Assignment 1
In the passage on malnutrition in Borno State, which organization has worked with the Primary Healthcare Centres to increase efforts toward healthcare services for malnourished children?
Assignment 2
From the passage on malnutrition in Borno State, print the part that opens with the words containing "The United Nations" and closes with "throng  them weekly.".

Exercise passage
-=-=-=-=-
Primary Health Centres (PHCs) have been deployed as an effective tool in fighting malnutrition in Borno State. The state has faced nutritional emergency due to…

Primary Health Centres (PHCs) have been deployed as an effective tool in fighting malnutrition in Borno State. The state has faced nutritional emergency due to the large number of children dying from malnutrition particularly among displaced persons in the state.
 The United Nations Children Education Fund (UNICEF) in  collaboration with the Primary Healthcare Centres have increased efforts towards providing healthcare services for thousands of malnourished children like those from Bama town in the state.
Daily Trust findings reveal that primary health centres in the state are now a beehive of activities as hundreds of patients throng  them weekly.
-=-=-=-=-
Supplied records
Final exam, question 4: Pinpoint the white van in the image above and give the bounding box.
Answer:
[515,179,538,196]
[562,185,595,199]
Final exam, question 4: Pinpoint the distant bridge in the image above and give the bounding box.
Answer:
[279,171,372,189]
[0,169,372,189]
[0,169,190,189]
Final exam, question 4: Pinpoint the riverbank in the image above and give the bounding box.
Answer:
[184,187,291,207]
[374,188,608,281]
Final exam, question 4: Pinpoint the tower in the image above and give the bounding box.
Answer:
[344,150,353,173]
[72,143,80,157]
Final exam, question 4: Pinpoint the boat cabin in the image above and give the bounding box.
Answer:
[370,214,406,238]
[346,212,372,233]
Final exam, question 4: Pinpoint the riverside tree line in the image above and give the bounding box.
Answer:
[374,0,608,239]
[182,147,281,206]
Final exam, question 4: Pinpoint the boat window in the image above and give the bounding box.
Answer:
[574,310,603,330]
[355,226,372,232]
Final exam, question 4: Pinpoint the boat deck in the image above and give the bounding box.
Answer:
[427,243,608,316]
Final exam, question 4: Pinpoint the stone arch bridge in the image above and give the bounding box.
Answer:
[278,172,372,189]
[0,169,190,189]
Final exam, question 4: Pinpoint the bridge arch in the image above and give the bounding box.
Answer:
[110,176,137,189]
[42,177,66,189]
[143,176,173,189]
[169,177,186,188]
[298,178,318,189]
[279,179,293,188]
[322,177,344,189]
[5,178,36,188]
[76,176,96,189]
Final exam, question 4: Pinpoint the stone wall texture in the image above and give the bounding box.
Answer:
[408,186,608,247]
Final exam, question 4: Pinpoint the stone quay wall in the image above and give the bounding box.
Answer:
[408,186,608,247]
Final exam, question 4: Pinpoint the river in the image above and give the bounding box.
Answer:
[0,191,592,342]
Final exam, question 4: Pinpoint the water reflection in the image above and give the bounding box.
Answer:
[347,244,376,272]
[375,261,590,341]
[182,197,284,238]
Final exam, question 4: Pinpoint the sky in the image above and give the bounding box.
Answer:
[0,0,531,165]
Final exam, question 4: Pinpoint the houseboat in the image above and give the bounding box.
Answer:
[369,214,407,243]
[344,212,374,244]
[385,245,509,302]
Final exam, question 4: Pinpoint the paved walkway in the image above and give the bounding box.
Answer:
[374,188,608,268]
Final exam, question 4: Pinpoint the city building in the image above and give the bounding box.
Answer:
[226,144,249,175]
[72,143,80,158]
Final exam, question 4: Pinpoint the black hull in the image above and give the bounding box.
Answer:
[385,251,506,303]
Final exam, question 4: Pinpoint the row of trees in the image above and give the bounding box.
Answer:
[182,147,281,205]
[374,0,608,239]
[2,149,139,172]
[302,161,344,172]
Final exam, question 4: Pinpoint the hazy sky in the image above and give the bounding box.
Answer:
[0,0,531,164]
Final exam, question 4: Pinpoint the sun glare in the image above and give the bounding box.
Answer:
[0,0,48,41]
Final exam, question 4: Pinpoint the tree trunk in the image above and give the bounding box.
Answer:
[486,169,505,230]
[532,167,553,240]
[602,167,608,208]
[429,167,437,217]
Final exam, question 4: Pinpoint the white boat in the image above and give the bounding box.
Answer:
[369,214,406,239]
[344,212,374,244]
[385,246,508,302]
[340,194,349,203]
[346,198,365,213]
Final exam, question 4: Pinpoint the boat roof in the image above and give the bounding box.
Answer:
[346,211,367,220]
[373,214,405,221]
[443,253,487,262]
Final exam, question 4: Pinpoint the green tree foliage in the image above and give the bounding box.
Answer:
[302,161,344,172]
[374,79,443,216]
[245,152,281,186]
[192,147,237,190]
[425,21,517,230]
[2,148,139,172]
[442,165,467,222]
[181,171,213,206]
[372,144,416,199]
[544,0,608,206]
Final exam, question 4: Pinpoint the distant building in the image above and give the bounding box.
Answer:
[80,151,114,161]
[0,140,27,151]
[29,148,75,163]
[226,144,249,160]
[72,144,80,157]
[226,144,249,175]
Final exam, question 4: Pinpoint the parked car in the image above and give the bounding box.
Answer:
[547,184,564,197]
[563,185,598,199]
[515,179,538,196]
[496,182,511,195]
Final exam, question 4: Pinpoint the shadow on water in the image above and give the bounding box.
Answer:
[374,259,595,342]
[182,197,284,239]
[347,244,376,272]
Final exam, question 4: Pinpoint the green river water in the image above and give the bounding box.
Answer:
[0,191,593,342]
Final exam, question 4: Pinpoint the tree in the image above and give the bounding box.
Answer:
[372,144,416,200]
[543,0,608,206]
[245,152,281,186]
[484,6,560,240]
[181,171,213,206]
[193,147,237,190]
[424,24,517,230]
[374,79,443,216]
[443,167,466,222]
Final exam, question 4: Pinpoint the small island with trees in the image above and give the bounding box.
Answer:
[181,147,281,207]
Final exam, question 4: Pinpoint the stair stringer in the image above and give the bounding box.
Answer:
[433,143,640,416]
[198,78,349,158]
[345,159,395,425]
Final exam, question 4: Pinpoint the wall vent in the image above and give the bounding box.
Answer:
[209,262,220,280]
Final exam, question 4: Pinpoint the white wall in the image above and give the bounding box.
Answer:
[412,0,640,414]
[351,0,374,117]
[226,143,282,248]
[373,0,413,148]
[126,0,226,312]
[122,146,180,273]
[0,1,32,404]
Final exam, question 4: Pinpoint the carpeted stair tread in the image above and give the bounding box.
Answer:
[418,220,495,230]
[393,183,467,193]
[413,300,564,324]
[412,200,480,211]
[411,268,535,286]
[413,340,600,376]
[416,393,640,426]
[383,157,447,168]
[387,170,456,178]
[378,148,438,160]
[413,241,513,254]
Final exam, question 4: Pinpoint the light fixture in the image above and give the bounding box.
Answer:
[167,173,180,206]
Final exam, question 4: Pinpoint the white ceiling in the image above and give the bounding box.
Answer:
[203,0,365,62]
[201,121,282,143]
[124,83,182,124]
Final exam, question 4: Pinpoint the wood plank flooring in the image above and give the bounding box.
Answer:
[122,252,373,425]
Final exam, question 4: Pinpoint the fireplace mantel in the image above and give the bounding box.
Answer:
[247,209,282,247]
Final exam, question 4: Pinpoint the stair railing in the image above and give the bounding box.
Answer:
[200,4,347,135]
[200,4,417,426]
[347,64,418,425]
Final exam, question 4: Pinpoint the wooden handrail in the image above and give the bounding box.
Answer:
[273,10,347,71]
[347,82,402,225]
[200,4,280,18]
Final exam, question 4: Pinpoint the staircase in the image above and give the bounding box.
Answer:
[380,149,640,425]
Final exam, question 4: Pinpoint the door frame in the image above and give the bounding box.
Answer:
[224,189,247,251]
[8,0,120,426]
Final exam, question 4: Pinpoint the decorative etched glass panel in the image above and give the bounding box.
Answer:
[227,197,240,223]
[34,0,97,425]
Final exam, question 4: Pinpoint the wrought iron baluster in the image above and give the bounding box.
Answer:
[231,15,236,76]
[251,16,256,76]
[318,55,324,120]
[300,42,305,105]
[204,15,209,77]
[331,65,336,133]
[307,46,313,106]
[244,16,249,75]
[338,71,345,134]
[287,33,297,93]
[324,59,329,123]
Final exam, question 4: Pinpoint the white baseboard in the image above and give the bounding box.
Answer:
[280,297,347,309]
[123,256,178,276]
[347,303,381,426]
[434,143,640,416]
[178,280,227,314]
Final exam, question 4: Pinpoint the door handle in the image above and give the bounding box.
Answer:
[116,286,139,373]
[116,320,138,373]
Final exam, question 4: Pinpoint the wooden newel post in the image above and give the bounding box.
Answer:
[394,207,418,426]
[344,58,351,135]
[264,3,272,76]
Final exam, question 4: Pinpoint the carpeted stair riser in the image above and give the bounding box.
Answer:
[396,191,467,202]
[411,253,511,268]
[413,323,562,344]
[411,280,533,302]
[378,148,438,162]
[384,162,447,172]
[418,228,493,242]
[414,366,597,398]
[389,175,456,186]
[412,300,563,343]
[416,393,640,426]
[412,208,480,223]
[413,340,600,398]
-=-=-=-=-
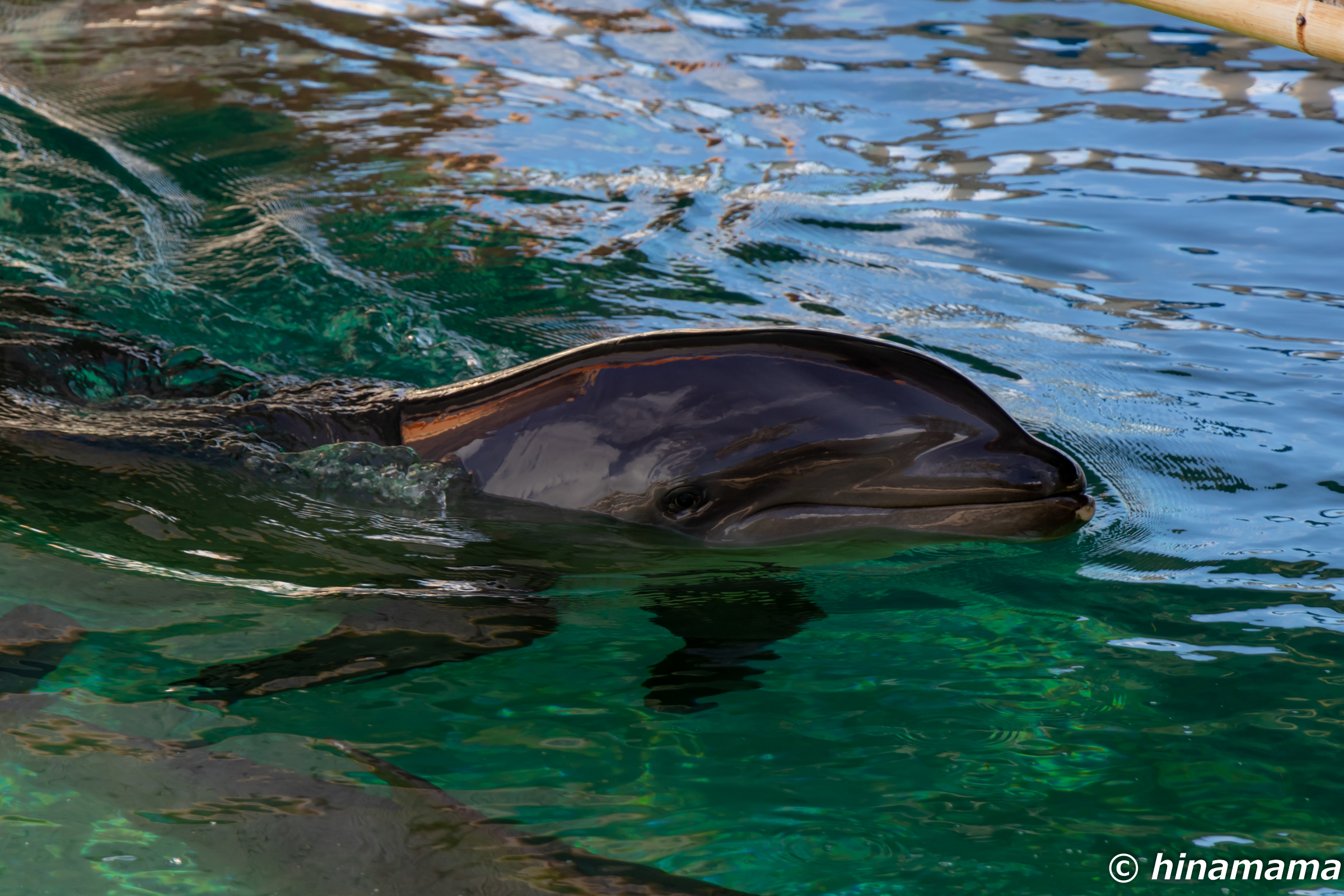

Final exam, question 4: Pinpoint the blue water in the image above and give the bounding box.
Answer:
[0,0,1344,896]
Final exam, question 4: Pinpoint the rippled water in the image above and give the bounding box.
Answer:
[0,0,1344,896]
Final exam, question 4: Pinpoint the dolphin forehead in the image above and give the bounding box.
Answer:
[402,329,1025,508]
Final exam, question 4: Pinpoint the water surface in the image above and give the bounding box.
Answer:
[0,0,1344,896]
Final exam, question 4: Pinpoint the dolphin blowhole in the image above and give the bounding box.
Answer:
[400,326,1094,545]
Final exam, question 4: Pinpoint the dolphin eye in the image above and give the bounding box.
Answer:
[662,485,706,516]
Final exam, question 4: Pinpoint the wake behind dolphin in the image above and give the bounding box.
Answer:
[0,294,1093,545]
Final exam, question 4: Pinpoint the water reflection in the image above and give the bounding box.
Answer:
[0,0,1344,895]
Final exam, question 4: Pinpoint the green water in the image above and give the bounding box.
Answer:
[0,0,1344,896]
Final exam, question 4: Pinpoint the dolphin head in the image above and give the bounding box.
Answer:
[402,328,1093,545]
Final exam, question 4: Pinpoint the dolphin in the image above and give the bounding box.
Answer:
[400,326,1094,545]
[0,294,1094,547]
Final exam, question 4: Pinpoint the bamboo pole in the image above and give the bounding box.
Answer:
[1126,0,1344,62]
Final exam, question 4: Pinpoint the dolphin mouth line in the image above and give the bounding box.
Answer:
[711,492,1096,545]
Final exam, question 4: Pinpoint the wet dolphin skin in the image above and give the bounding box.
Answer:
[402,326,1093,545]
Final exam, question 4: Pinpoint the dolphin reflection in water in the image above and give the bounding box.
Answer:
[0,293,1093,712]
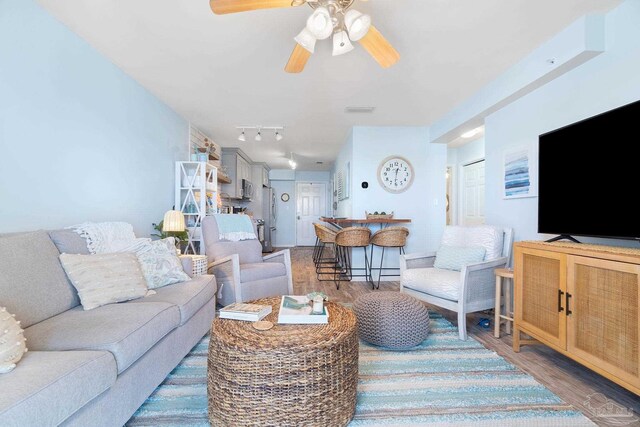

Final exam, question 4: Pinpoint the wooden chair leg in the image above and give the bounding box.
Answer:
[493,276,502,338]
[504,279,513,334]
-=-=-=-=-
Result 1
The United Nations Children Education Fund (UNICEF).

Result 2
The United Nations Children Education Fund (UNICEF) in  collaboration with the Primary Healthcare Centres have increased efforts towards providing healthcare services for thousands of malnourished children like those from Bama town in the state.
Daily Trust findings reveal that primary health centres in the state are now a beehive of activities as hundreds of patients throng  them weekly.